Excerpted text:
And for good measure, something similar from the ancient father Ambrose...

*Ambrose (c. 339-97)* commenting on _‘And whatsoever house ye enter into, there abide.’_ (Lk. 9:4): So the faith of the Church must be sought first and foremost; if Christ is to dwell therein, it is undoubtedly to be chosen. *But lest an unbelieving people or heretical teacher disfigure its habitation, it is enjoined that the fellowship of heretics be avoided and the synagogue shunned.* The dust is to be shaken off your feet [cf. St. Luke 9:5], lest when the drynesses of barren unbelief crumble the sole of your mind it is stained as if by a dry and sandy soil. For a preacher of the Gospel must take upon himself the bodily weaknesses of a faithful people, so to speak, and lift up and remove from his own soles the worthless actions like to dust, according as it is written: “Who is weak, and I am not weak?” [II Corinthians 11:29]. Thus, any Church which rejects faith and does not possess the foundations of Apostolic preaching is to be abandoned, lest it be able to bespatter some stain of unbelief. This the Apostle also clearly affirmed, saying, “A man that is an heretic after the first admonition reject” [Titus 3:10]. Saint Ambrose of Milan, _Exposition of the Holy Gospel according to Saint Luke_, trans. Theodosia Tomkinson (Etna: Center for Traditionalist Orthodox Studies, 1998), Book VI, §68, pp. 216-217.
*Latin text:* Fides igitur imprimis Ecclesiae quaerenda mandatur, in qua si Christus habitator sit, haud dubie sit legenda. Sin vero perfidus populus, aut praeceptor haereticus deformet habitaculum, vitanda haereticorum communio, fugienda Synagoga censetur. Excutiendus pedum pulvis, ne fatiscentibus perfidiae sterilis siccitatibus, tamquam humi arido arenosoque mentis tuae vestigium polluatur. Nam sicut corporeas infirmitates populi fidelis suscipere in se debet Evangelii praedicator, et tamquam propriis inania gesta pulveri comparanda, allevare atque abolere vestigiis, juxta quod scriptum est: Quis infirmatur, et ego non infirmor (II Cor. XI, 29)? Ita si qua est Ecclesia quae fidem respuat, nec apostolicae praedicationis fundamenta possideat; ne quam labem perfidiae possit aspergere, deserenda est. Quod Apostolus quoque evidenter asseruit dicens: Hoereticum hominem post unam . . . . correptionem devita (Tit. III, 10). _Expositio Evangelii secundum Lucam_, 6.68, PL 15:1686.

DTK


----------



## Presbyterian Deacon (May 19, 2008)

In His Reply to Sadoleto Calvin describes the Roman Catholic Church during his time this way:

"The light of divine truth had been extinguished, the Word of God buried, the virtue of Christ lrft in profound oblivion, and the pastoral office subverted...Impiety so stalked abroad, that almost no doctrine of religion was pure from admixture, no ceremony free from error, no part of divine worship untarnished by superstition."


----------



## staythecourse (May 19, 2008)

Complete the following:
1. In the forum thread on Ambrose and Calvin, who translated the English version of the Ambrose passage?
2. Carry on the forum thread on Ambrose and Calvin from the point where it stops.
The records after this point are not needed.

Data entries:

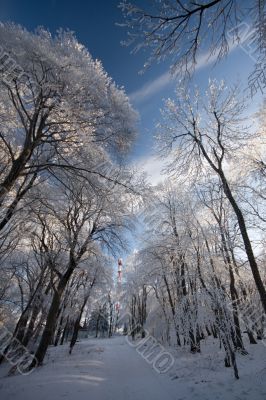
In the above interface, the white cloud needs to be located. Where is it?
[129,42,237,103]
[135,156,166,186]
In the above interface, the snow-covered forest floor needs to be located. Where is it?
[0,336,266,400]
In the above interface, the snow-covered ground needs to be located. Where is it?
[0,337,266,400]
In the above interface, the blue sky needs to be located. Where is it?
[0,0,258,183]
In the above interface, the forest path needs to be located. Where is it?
[0,337,178,400]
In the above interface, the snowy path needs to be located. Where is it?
[0,337,176,400]
[0,337,266,400]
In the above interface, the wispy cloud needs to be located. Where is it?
[135,155,166,186]
[129,42,237,104]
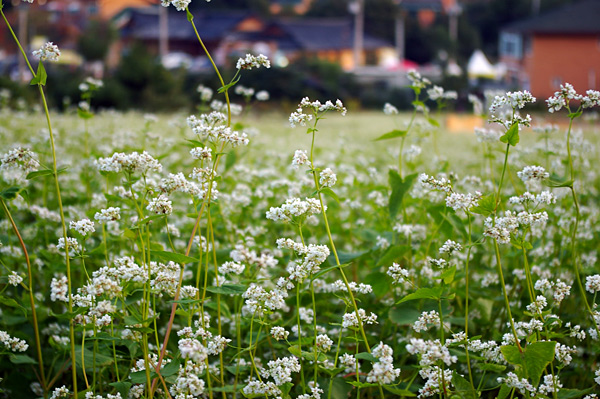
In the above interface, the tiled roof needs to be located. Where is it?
[503,0,600,34]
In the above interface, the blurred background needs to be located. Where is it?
[0,0,600,112]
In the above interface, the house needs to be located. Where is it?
[499,0,600,98]
[223,17,394,70]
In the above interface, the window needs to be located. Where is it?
[500,32,523,59]
[550,76,563,90]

Results:
1. Theodosia Tomkinson

2.
*Calvin and Knox quotes*

I found two quotes:



> John Calvin (1509-1564)
> “Some persons think us too severe and censorious when we call the Roman pontiff Antichrist. But those who are of this opinion do not consider that they bring the same charge of presumption against Paul himself, after whom we speak and whose language we adopt…I shall briefly show that (Pauls words in 2 Thessalonians 2) are not capable of any other interpretation than that which applies them to the Papacy” John Calvin, Tracts, Vol. 1, pp. 219,220. John Calvin, Institutes.





> John Knox (1505-1572)
> He preached that Romish traditions and ceremonies should be abolished along with “that tyranny which the Pope himself has for so many ages exercised over the church" and that he should be acknowledged as "the son of perdition, of whom Paul speaks." In a public challenge he declared: "As for your Roman Church, as it is now corrupted… I no more doubt but that it is the synagogue of Satan, and the head therof, called the Pope, to be the man of sin of whom the apostle speaketh." Knox, The Zurich Letters, p.199


----------



## larryjf (May 19, 2008)

From Calvin's sermon on Gal. 4:26-31 entitled, "On Discerning Who Belongs to the True Church"...



> ...the Papists, though they call themselves ‘the church of God’, are born illegitimate, and belong to the brothel, along with their mother and all the synagogue of Satan.



Just to throw it in the mix, i here is John Knox (whom i really like)...


> "I no more doubt but that it [Roman Church] is the synagogue of Satan, and the head therof, called the Pope, to be the man of sin of whom the apostle speaketh." The Zurich Letters, p.199


----------



## Rev. Todd Ruddell (May 19, 2008)

In Calvin's letter to the Ministers of Friesland:

How much more necessary is it now, in this fearful devastation of the Christian world, that the few churches which duly worship God, and they too scattered and hedged round on all sides by the profane synagogues of Antichrist, should mutually give and receive this token of holy union, that they may thereby be incited to that fraternal embrace of which I have spoken?

In his sermon on Psalm 119.73-80:

And not to use the manner of the Papists, to say, It is very true that God hath promised this and that, but we know not whether the same belongeth unto us or not. And these are no fools, which say thus, but this is the doctrine which they teach in all their Satanical and devilish Schools and Synagogues. Lo here the very doctrine of popish doctors, that the promises of God are uncertain, and that we must receive them as things hanging in the air, not to take them generally, to say, I doubt not but that GOD speaketh the same unto me.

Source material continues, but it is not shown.